*** BEREITGESTELLTE DATEN ***

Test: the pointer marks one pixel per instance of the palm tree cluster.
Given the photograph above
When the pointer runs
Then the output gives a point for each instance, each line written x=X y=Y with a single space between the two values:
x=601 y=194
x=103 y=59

***

*AUFGABE*. Gib die Zeilen oben als zweispaltige CSV mit den Spalten „Auftrag“ und „Antwort“ wieder, mit je einer Datenzeile pro Auftrag. Setze jedes Feld in Anführungszeichen und ersetze darin Zeilenumbrüche durch Leerzeichen.

*LÖSUNG*.
Auftrag,Antwort
"Test: the pointer marks one pixel per instance of the palm tree cluster. Given the photograph above When the pointer runs Then the output gives a point for each instance, each line written x=X y=Y with a single space between the two values:","x=601 y=194 x=103 y=59"